### ASSIGNMENT
Transcribe every entry exactly, with nothing added or left out.

### DATA RECORDS
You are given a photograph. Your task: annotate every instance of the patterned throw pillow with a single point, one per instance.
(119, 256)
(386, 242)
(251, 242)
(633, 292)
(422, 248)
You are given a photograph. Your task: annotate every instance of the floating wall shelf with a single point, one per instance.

### OUTPUT FOR THIS TASK
You are given a photograph. Your task: annotate every instance of the patterned throw pillow with a single point, one per instance.
(119, 256)
(386, 242)
(251, 242)
(633, 292)
(422, 248)
You are given a photograph. Your task: annotate every instance of the floating wall shelf with a single point, one per instance.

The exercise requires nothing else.